In [3]:
# installing torch
!pip install -q torch einops

In [4]:
# imports
import torch
import torch.nn as nn
from einops import rearrange, repeat

In [None]:
# setting the parameters
patch_size = 16
embedding_dim = 128
num_channels = 3
num_heads = 8
image_size = 224
batch_size = 10
dropout = 0.1
n_heads = 8
head_dim = 64
embedding_dim = 128
# feed forward layer parameters
ff_hidden_dim = 256
ff_dropout_val = 0.1
num_layers = 6
num_classes = 10

In [None]:
class PatchEmbed(nn.Module):
  def __init__(self, image_height = image_size, image_width = image_size, patch_height = patch_size, patch_width = patch_size, num_channels = num_channels, embed_dim = embedding_dim):
    super().__init__()

------------------------

* [CHALLENGE A]
Answer each question from the PyTorch notebook above.
(i) Which two packages does the pip command install?
(ii) Which two functions are imported from einops?
(iii) What value is assigned to patch_size?
* [CHALLENGE B] Resume the PyTorch notebook above, writing the code that follows its final line, super().__init__().
The material that comes next is from a separate source.

* [SUPPLIED MATERIAL]
------------------------

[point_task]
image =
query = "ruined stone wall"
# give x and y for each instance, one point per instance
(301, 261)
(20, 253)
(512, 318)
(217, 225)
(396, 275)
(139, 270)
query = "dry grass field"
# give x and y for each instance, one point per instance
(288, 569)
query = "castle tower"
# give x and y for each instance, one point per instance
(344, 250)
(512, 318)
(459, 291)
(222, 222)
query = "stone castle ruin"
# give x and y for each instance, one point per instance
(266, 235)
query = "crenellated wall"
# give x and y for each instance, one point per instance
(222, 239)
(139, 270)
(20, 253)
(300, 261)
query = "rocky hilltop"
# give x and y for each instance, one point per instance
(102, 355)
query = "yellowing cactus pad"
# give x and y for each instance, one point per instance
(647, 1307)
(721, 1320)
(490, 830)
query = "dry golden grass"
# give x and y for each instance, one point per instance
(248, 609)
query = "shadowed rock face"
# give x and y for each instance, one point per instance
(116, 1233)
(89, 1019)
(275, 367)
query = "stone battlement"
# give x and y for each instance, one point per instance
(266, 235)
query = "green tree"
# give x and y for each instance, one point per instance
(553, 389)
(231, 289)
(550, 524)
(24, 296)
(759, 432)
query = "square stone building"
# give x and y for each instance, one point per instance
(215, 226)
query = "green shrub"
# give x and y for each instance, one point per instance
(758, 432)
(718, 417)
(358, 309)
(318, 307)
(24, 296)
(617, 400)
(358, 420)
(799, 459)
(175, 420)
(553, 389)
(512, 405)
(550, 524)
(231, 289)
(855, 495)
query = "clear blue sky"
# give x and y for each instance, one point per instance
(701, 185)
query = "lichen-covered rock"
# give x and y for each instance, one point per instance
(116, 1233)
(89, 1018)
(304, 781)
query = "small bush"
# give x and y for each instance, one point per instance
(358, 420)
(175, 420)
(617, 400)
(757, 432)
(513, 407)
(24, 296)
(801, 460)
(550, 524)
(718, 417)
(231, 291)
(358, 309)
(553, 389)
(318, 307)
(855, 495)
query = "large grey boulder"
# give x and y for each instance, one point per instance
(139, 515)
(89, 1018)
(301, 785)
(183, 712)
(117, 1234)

------------------------

* [ANSWER A]
(i) torch and einops
(ii) rearrange and repeat
(iii) 16

* [ANSWER B]
    self.image_height = image_height
    self.image_width = image_width
    self.patch_height = patch_height
    self.patch_width = patch_width
    self.num_channels = num_channels
    self.embed_dim = embed_dim
    print(f"Embedding dimension: {self.embed_dim}")

    self.num_patches = (self.image_height // self.patch_height) * (self.image_width // self.patch_width)
    print(f"Number of patches: {self.num_patches}")

    #patch dimension
    self.patch_dimension = self.patch_height * self.patch_width * self.num_channels
    print(f"Patch dimension: patch_height * patch_width * num_channels =  {self.patch_dimension}")

    self.cls_token = nn.Parameter(torch.randn(self.embed_dim))

    self.patch_embed = nn.Sequential(
            # This pre and post layer norm speeds up convergence
            # Comment them if you want pure vit implementation
            nn.LayerNorm(self.patch_dimension),
            nn.Linear(self.patch_dimension, self.embed_dim),
            nn.LayerNorm(self.embed_dim)
        )

    self.positional_embedding = nn.Parameter(torch.zeros(1,self.num_patches +1, self.embed_dim))
    self.patch_embed_drop = nn.Dropout(0.1)

  def forward(self,x):
    print(f"Input shape: {x.shape}")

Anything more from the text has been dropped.